■ TASK STATEMENT ■
Copy the records from the start through the line containing "(443, 108), (543, 152)", swapping "snow patch" for "ice patch" and changing nothing else. Leave the pictures out.
── PROVIDED RECORDS
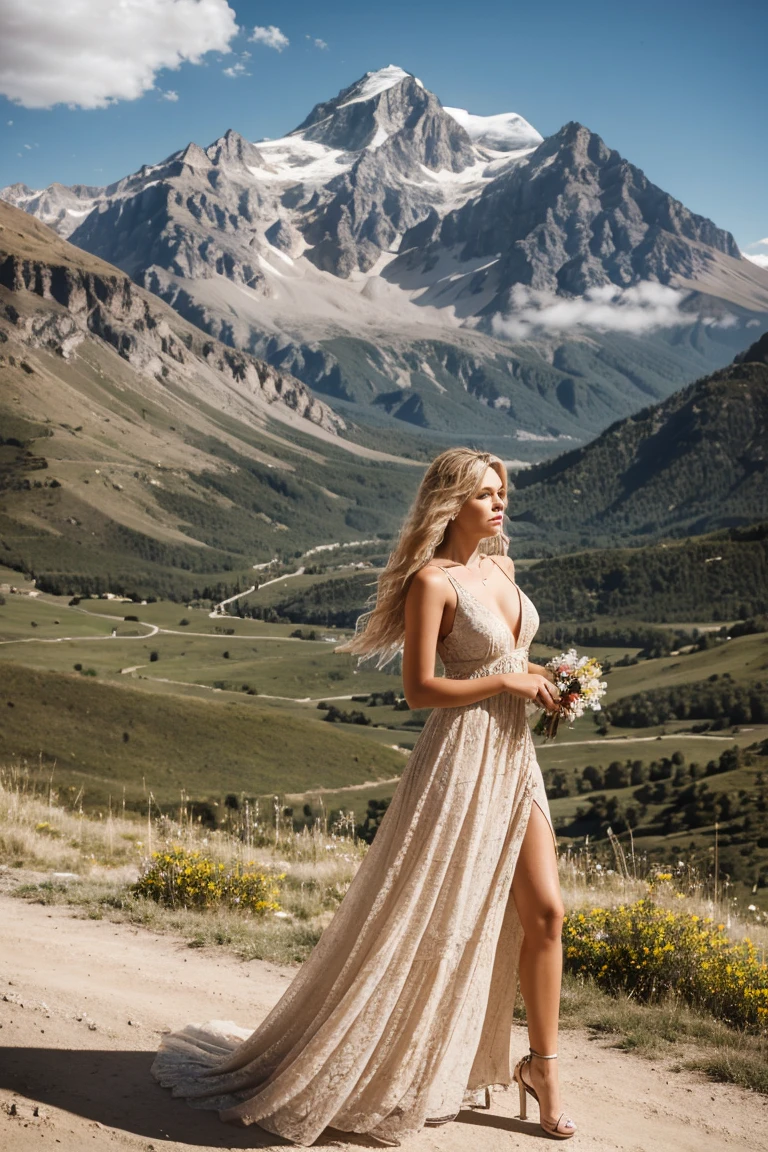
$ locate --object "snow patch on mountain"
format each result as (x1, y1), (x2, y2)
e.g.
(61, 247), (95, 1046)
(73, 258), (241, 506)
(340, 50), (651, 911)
(337, 65), (424, 108)
(443, 108), (543, 152)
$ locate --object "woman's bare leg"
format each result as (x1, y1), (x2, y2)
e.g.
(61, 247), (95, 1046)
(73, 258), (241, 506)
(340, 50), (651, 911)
(512, 802), (564, 1121)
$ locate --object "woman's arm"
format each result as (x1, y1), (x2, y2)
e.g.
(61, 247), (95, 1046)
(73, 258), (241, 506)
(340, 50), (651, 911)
(403, 568), (556, 708)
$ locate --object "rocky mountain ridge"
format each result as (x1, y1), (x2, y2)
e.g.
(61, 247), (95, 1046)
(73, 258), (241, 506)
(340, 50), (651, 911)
(509, 334), (768, 545)
(0, 204), (426, 599)
(6, 66), (768, 449)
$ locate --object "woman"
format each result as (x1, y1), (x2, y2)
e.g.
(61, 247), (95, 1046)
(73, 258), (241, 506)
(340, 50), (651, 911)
(152, 448), (576, 1145)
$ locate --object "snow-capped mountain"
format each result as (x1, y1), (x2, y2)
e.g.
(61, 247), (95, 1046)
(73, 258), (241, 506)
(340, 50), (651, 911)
(6, 66), (768, 452)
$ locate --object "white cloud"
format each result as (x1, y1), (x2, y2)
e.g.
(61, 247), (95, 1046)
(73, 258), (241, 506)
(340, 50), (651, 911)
(492, 280), (699, 340)
(0, 0), (238, 108)
(251, 24), (290, 52)
(223, 60), (251, 79)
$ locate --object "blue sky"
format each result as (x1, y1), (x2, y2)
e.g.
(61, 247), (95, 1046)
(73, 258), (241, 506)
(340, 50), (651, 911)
(0, 0), (768, 253)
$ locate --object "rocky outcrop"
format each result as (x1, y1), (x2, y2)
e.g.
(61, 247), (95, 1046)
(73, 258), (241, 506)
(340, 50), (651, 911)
(387, 123), (740, 313)
(0, 204), (345, 433)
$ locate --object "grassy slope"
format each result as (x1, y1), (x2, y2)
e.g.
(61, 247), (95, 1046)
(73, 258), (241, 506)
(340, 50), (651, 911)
(0, 665), (403, 806)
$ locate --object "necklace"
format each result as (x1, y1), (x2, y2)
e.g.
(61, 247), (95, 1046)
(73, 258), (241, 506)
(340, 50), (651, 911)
(430, 556), (488, 584)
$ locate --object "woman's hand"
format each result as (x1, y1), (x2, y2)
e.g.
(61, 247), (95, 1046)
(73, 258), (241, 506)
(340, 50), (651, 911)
(502, 669), (560, 712)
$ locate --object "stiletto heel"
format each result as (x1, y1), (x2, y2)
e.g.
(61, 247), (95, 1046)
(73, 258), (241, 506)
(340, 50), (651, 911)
(515, 1076), (529, 1120)
(512, 1048), (576, 1139)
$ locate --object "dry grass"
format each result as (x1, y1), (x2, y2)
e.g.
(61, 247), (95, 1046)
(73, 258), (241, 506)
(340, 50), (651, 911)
(0, 766), (768, 1093)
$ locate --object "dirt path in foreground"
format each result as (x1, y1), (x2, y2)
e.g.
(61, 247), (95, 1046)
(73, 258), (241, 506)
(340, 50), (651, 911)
(0, 895), (768, 1152)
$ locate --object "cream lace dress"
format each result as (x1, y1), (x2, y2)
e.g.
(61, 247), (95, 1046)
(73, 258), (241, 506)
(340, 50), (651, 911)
(152, 557), (554, 1145)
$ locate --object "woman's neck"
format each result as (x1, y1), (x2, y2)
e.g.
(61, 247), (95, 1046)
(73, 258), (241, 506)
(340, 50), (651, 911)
(432, 540), (484, 568)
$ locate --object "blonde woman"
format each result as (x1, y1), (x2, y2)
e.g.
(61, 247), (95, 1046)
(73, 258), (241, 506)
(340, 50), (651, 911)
(152, 448), (576, 1145)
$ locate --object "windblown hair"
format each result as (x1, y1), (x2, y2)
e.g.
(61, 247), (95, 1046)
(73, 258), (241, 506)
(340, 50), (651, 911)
(334, 448), (509, 668)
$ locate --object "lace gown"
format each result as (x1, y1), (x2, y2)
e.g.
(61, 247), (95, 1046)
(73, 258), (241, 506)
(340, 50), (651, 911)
(152, 569), (554, 1145)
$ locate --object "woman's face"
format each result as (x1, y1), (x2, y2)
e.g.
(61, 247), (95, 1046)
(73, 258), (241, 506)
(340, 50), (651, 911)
(451, 467), (507, 539)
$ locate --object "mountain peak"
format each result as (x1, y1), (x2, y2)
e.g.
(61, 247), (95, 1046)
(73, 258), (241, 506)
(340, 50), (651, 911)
(339, 65), (424, 108)
(290, 65), (440, 152)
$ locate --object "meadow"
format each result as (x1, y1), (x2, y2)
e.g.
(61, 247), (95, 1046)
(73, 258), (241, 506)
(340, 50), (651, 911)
(0, 768), (768, 1092)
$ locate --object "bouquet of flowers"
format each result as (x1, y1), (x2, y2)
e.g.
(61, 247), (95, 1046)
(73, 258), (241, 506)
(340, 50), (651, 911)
(529, 649), (608, 740)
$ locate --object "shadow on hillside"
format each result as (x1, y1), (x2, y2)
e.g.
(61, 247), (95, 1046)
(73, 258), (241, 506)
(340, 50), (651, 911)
(0, 1047), (552, 1149)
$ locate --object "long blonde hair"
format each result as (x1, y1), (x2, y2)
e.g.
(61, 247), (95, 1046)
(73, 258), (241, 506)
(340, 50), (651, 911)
(334, 448), (509, 668)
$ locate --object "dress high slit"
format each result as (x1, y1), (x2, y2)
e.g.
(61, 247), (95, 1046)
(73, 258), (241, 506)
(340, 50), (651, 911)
(152, 555), (554, 1146)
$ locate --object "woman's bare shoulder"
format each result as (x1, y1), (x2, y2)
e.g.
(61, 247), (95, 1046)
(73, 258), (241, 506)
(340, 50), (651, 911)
(409, 564), (450, 594)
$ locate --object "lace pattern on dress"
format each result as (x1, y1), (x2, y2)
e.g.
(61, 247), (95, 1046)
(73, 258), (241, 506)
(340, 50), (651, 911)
(152, 555), (554, 1146)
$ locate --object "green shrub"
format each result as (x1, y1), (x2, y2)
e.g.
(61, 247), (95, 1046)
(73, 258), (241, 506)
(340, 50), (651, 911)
(131, 844), (286, 916)
(563, 893), (768, 1031)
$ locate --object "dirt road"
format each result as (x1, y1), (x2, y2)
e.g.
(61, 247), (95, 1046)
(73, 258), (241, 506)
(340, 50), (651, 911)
(0, 895), (768, 1152)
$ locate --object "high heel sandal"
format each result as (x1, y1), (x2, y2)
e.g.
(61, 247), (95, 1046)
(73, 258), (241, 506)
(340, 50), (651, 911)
(514, 1048), (576, 1139)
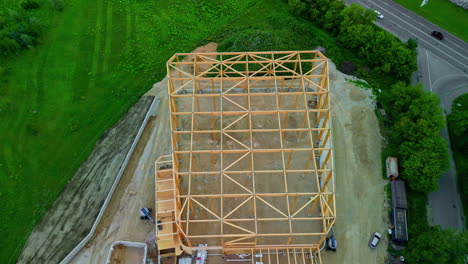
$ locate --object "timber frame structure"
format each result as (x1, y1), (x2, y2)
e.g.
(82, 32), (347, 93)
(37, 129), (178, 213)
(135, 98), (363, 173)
(156, 51), (336, 263)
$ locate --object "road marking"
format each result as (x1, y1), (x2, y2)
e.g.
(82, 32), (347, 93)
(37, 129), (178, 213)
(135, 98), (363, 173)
(426, 50), (432, 93)
(433, 74), (468, 91)
(360, 0), (466, 66)
(376, 1), (467, 50)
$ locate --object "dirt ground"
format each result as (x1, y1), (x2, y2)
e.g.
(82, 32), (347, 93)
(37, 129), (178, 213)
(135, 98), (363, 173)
(66, 45), (388, 264)
(18, 97), (153, 263)
(322, 61), (389, 264)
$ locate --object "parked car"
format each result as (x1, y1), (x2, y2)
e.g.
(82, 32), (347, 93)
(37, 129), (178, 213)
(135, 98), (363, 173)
(431, 31), (444, 40)
(374, 10), (383, 19)
(369, 232), (382, 248)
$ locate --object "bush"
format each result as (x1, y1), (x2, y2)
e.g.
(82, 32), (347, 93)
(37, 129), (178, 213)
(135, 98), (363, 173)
(20, 0), (39, 10)
(404, 226), (468, 264)
(219, 30), (282, 52)
(340, 61), (356, 75)
(381, 82), (449, 193)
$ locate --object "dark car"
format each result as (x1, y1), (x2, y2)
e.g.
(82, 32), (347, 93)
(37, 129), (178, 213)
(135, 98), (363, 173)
(431, 31), (444, 40)
(369, 232), (382, 248)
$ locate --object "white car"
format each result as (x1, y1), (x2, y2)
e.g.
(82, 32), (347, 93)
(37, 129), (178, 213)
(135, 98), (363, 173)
(374, 10), (383, 19)
(369, 232), (382, 248)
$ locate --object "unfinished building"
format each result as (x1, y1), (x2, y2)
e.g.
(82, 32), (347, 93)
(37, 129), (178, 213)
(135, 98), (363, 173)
(156, 51), (336, 264)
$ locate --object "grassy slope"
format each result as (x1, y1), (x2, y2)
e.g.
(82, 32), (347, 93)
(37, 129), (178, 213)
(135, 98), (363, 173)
(394, 0), (468, 41)
(448, 94), (468, 229)
(0, 0), (396, 261)
(0, 0), (260, 263)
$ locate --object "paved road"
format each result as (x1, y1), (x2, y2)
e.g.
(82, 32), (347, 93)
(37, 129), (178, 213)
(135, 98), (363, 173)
(346, 0), (468, 73)
(345, 0), (468, 229)
(418, 48), (468, 229)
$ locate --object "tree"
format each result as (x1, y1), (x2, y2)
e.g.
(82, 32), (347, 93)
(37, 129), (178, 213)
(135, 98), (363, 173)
(448, 111), (468, 136)
(341, 3), (375, 28)
(398, 135), (448, 193)
(404, 226), (468, 264)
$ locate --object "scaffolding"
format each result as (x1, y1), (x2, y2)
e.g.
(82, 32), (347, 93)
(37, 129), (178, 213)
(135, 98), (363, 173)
(156, 51), (336, 263)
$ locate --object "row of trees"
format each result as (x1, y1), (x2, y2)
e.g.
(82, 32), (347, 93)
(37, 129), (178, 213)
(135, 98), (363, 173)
(0, 0), (64, 57)
(288, 0), (417, 80)
(381, 82), (449, 193)
(0, 9), (42, 57)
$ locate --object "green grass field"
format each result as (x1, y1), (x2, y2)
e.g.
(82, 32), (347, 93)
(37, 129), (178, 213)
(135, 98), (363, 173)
(394, 0), (468, 41)
(0, 0), (260, 263)
(0, 0), (368, 263)
(448, 94), (468, 228)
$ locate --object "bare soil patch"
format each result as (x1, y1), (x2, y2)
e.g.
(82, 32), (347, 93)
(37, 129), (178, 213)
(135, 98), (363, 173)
(322, 64), (388, 264)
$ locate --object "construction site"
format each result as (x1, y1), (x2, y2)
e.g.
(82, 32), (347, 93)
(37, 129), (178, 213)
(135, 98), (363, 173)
────
■ FULL RESPONSE ■
$ locate --object "ice patch on mountain"
format each result as (x1, y1), (x2, y2)
e.g.
(61, 247), (95, 1046)
(73, 258), (241, 506)
(340, 50), (651, 911)
(337, 65), (424, 108)
(443, 108), (543, 152)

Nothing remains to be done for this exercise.